INFORMATION -
--- --- ---

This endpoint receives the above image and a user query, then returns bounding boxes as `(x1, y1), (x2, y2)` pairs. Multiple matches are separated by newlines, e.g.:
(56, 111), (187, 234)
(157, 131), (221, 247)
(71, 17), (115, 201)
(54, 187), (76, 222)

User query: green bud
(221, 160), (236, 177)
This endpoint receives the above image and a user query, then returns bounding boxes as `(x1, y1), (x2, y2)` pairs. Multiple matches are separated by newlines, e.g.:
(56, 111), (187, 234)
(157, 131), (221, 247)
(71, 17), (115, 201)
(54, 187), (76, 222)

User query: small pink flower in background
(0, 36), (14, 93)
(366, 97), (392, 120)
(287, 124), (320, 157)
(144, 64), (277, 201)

--- --- ---

WHAT TO DO - Every record should be printed again exactly as it reads.

EXERCISE ANSWER -
This endpoint receives the above image and a user query, then returns bounding boxes as `(x1, y1), (x2, y2)` pairs. Multiple matches are separated by newlines, e.g.:
(56, 111), (187, 234)
(157, 131), (221, 247)
(71, 17), (115, 201)
(54, 187), (76, 222)

User query: green bud
(221, 160), (236, 177)
This endpoint receives the above image and a user query, then returns bounding boxes as `(x1, y1), (x2, y2)` pairs. Multiple matches are separated by newlines, e.g.:
(56, 111), (187, 234)
(157, 131), (221, 247)
(71, 17), (115, 201)
(54, 187), (76, 222)

User query: small pink flower in background
(0, 36), (14, 93)
(366, 97), (392, 120)
(287, 124), (320, 157)
(144, 64), (277, 201)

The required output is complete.